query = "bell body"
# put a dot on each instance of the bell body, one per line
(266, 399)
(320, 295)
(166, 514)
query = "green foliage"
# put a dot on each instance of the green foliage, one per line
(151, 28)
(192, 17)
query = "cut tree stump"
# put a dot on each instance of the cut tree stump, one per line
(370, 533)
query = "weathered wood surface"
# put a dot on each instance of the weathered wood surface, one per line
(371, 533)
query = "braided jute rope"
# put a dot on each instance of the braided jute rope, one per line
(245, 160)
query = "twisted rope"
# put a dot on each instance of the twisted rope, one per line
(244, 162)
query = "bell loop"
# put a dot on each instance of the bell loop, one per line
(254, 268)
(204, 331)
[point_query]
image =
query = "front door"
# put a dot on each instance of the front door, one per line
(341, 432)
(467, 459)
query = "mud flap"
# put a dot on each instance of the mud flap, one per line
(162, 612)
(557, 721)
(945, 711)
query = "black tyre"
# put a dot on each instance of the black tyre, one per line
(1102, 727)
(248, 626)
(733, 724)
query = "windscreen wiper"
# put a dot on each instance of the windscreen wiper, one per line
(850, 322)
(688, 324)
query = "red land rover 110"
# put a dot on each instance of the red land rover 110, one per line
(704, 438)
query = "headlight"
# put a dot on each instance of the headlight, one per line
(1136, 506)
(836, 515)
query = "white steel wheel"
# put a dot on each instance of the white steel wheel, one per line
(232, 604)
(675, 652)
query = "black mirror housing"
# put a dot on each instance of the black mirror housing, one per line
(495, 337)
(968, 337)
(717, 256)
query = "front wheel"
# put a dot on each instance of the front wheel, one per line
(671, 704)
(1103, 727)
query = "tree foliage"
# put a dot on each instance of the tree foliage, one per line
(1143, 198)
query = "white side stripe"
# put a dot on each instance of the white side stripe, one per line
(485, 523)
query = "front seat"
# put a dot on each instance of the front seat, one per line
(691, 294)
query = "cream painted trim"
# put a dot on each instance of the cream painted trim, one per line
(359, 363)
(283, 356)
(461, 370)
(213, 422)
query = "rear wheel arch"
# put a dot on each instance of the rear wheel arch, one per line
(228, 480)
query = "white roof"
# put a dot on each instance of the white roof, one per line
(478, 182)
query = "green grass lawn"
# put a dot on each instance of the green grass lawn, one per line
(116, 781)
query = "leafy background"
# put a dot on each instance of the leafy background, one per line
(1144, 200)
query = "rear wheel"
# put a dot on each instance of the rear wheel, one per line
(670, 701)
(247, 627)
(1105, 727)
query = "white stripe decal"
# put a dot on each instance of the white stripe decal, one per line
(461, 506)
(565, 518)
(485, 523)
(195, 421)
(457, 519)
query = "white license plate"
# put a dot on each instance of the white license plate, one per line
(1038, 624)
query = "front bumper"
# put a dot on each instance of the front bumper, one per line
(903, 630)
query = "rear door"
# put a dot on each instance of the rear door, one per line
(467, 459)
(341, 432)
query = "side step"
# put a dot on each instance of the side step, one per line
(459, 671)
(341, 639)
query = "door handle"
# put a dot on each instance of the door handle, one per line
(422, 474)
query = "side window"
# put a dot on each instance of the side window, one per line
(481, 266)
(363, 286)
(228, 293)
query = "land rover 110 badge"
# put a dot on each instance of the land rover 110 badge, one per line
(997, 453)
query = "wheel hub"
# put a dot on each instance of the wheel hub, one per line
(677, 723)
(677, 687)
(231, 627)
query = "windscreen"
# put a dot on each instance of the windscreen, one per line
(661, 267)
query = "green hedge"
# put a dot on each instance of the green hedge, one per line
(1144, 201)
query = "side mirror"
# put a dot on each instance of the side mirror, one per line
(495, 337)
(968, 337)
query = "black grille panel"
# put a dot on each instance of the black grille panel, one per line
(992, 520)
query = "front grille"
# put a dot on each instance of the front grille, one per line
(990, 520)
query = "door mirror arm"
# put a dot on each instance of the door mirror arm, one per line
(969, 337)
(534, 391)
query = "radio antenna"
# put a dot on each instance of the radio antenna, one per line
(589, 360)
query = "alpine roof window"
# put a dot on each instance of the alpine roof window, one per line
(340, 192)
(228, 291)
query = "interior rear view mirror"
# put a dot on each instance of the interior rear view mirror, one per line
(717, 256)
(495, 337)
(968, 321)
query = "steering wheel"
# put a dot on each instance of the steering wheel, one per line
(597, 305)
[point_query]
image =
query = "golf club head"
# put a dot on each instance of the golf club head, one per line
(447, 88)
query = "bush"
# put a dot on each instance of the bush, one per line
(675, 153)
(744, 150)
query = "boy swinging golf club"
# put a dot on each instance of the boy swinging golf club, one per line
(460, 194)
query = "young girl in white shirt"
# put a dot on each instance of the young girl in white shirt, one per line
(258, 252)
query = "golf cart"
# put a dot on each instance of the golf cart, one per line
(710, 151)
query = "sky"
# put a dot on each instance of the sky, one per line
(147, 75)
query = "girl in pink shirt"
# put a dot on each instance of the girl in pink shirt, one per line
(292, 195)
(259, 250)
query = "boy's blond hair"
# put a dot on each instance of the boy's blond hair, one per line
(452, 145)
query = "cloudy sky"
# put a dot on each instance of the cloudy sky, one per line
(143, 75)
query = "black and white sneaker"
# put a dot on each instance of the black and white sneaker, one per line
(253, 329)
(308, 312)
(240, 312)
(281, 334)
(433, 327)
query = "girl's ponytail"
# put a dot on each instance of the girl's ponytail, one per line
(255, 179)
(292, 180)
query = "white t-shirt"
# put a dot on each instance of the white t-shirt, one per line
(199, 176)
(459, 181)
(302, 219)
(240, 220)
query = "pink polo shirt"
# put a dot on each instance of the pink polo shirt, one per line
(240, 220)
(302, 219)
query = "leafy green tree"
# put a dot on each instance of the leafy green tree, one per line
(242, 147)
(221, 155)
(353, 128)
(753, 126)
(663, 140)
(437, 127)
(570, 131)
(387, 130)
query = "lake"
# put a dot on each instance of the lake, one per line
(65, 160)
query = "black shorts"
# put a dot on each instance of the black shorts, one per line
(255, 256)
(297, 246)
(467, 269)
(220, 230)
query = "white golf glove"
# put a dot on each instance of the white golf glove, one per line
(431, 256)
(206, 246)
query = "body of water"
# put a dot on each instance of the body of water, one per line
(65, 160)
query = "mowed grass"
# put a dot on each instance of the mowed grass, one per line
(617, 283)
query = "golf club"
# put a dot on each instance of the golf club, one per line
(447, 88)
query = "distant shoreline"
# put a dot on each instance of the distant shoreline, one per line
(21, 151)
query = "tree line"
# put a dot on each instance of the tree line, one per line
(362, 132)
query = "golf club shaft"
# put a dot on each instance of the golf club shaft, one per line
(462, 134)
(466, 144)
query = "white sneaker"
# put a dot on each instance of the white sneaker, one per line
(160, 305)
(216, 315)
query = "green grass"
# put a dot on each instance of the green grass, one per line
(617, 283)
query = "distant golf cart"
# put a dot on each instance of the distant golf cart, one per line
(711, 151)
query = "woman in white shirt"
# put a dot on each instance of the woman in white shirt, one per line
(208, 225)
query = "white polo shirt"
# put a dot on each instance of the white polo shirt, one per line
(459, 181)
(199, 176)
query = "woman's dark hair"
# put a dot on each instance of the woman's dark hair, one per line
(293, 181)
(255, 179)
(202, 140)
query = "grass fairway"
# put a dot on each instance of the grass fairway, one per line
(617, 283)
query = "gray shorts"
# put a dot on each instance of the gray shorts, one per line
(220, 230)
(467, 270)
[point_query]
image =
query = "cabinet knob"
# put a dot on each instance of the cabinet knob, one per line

---+---

* _Goal_: Return all of the entries exactly as they were supplied.

* _Task output_:
query = "bell body"
# put a dot on each instance of the bell body, one per line
(266, 399)
(320, 295)
(166, 514)
query = "green foliage"
# put a dot on each instance of the green foliage, one per line
(151, 28)
(192, 17)
query = "cut tree stump"
# put a dot on each instance of the cut tree stump, one per line
(370, 533)
query = "weathered wood surface"
# put a dot on each instance of the weathered wood surface, one per line
(371, 533)
query = "braided jute rope"
# put a dot on each instance of the braided jute rope, one per line
(245, 160)
query = "twisted rope"
# put a dot on each instance of the twisted rope, one per line
(244, 162)
query = "bell loop"
# put a dot on each instance of the bell loop, one per line
(254, 268)
(204, 331)
[point_query]
image =
query = "front door"
# put a dot on each instance of the front door, one per line
(341, 432)
(467, 459)
query = "mud flap"
# put a dot on each instance of the mud flap, one per line
(162, 612)
(557, 721)
(945, 711)
query = "black tyre"
# put a dot on each instance of the black tyre, one per line
(1102, 727)
(248, 626)
(733, 724)
query = "windscreen wiper"
# put a dot on each instance of the windscreen wiper, one per line
(850, 322)
(688, 324)
query = "red land rover 110"
# put a dot on each instance of the red land rover 110, one per line
(704, 438)
query = "headlight"
# put a dot on each instance of the headlight, one per line
(1136, 506)
(836, 515)
query = "white steel wheel"
# put a dot on each instance of the white steel wheel, one per line
(232, 604)
(675, 652)
query = "black mirror housing"
# put a dot on each instance of the black mirror housing, one per line
(495, 337)
(968, 337)
(717, 256)
query = "front wheel"
# put a dot on each instance of the front wheel, one per line
(671, 704)
(1103, 727)
query = "tree foliage"
# put a dot on each instance of the tree foliage, one per line
(1143, 198)
query = "white side stripe"
# put a dot on each instance of the white side stripe, one per line
(485, 523)
query = "front seat"
# put a dot on each instance of the front seat, one per line
(691, 294)
query = "cream painted trim"
# put a dot on each instance of the cream painted trim, one per line
(359, 363)
(283, 356)
(461, 370)
(213, 422)
query = "rear wheel arch"
# put a dot on each instance of the rear wheel arch, one per line
(228, 480)
query = "white roof"
# put a dot on each instance of the white roof, one per line
(478, 182)
query = "green grass lawn"
# put a dot on each instance of the green grass lawn, one per line
(116, 781)
query = "leafy background"
# put a dot on each instance of the leafy background, one per line
(1144, 200)
query = "rear wheel"
# put a dot on each instance of the rear wheel, one per line
(670, 701)
(247, 627)
(1105, 727)
query = "white stripe decal"
# put a dot on each instance of the white stripe decal, one per line
(461, 506)
(565, 518)
(485, 523)
(195, 421)
(457, 519)
query = "white license plate"
# put a dot on each instance of the white license plate, one per line
(1038, 624)
query = "front bumper"
# put a dot on each instance of the front bumper, one per line
(903, 630)
query = "rear door"
# put a dot on each instance of the rear door, one per line
(467, 459)
(341, 432)
query = "side step"
# put a dot on each instance of the side step, one per line
(459, 671)
(341, 639)
query = "door handle"
# put a dot on each instance of the door handle, one per line
(422, 474)
query = "side window"
# put a dot on each instance of the side window, one per line
(481, 266)
(363, 286)
(228, 293)
query = "land rover 110 badge"
# put a dot on each instance of the land rover 110 badge, one per line
(997, 453)
query = "wheel hub"
# put a dot on each instance of the wheel hub, one per line
(677, 723)
(677, 687)
(231, 627)
query = "windscreen"
# put a dot on each instance of the windscreen, one per line
(661, 267)
query = "green hedge"
# put a dot on each instance of the green hedge, one per line
(1144, 201)
query = "side mirror"
# put a dot on each instance of the side mirror, one per line
(495, 337)
(968, 337)
query = "black grille panel"
# put a dot on each instance of the black grille panel, one per line
(992, 520)
query = "front grille"
# put a dot on each instance of the front grille, one per line
(990, 520)
query = "door mirror arm"
# put a dot on each instance of the door mirror arm, one per line
(969, 337)
(534, 391)
query = "radio antenna"
# put a dot on each instance of the radio antenna, one per line
(589, 360)
query = "alpine roof window"
# put a dot on each instance of the alpine roof window, one per line
(340, 192)
(228, 291)
query = "interior rear view mirror"
# put a dot on each instance of the interior rear view mirror, one per line
(717, 256)
(495, 337)
(968, 321)
query = "steering wheel"
# put a dot on each instance of the steering wheel, one per line
(597, 305)
[point_query]
image =
query = "golf club head"
# put a dot on each instance of the golf club head, one per line
(447, 88)
query = "bush"
# put a dot on each instance of the bush, one per line
(675, 153)
(744, 150)
query = "boy swinging golf club"
# put a dot on each instance of the boy swinging golf club, one per line
(460, 194)
query = "young girl in white shirt"
# put a dot on each instance of the young girl in white shirt, one per line
(258, 252)
query = "golf cart"
# put a dot on each instance of the golf cart, one per line
(710, 151)
query = "sky"
# put a dot on each instance of the sky, one per line
(147, 75)
query = "girl in pink shirt"
# put a dot on each instance of the girl in pink shirt, one per line
(292, 195)
(259, 250)
query = "boy's blond hair"
# put a dot on each instance of the boy's blond hair, one per line
(452, 145)
query = "cloudy sky"
# put a dot on each instance of the cloudy sky, one per line
(143, 75)
query = "black and white sneaker"
# put a dot on each instance of the black and white sneaker, one per line
(253, 329)
(308, 312)
(240, 312)
(281, 334)
(433, 327)
query = "girl's ponytail"
# put a dot on each instance of the girl's ponytail, one per line
(255, 179)
(292, 180)
query = "white t-shirt"
# put a dot on each instance of the white t-shirt, one per line
(199, 176)
(459, 181)
(302, 219)
(240, 220)
query = "pink polo shirt"
# put a dot on each instance of the pink polo shirt, one per line
(240, 220)
(302, 219)
query = "leafy green tree"
# put a dot on each instance of the leafy green tree, one per line
(242, 147)
(221, 155)
(353, 128)
(753, 126)
(663, 140)
(437, 127)
(570, 131)
(387, 130)
query = "lake"
# put a dot on each instance of the lake, one per line
(65, 160)
query = "black shorts"
# put a dot on each instance of the black shorts, one per line
(255, 256)
(297, 246)
(467, 269)
(220, 230)
query = "white golf glove"
# put a dot on each instance of the white golf glove, one per line
(431, 256)
(206, 246)
query = "body of water"
# put a dot on each instance of the body of water, one per line
(65, 160)
query = "mowed grass"
# put a dot on each instance of the mowed grass, one per line
(617, 283)
query = "golf club"
# put a dot on each instance of the golf club, one per line
(447, 88)
query = "distant shoreline"
# put a dot on each instance of the distant shoreline, one per line
(21, 151)
query = "tree line"
# put a dot on each instance of the tree line, one per line
(362, 132)
query = "golf club shaft"
# put a dot on each instance of the golf club shaft, one per line
(462, 134)
(466, 144)
query = "white sneaker"
# put a dot on each instance of the white sneaker, one per line
(160, 305)
(216, 315)
query = "green grass"
# put a dot on each instance of the green grass, one per line
(617, 283)
query = "distant golf cart"
# put a dot on each instance of the distant golf cart, one per line
(711, 151)
query = "woman in white shirt"
# put a dot on each instance of the woman in white shirt, one per line
(208, 225)
query = "white polo shirt"
# put a dot on each instance of the white polo shirt, one per line
(459, 181)
(199, 176)
query = "woman's dark hair"
# put a dot on each instance of the woman's dark hair, one per line
(293, 181)
(255, 179)
(202, 140)
query = "grass fairway"
# put a dot on each instance of the grass fairway, one per line
(617, 283)
query = "gray shorts"
# put a dot on each instance of the gray shorts, one per line
(220, 230)
(467, 270)
[point_query]
image =
query = "cabinet knob"
# put a dot on each instance of the cabinet knob, one per line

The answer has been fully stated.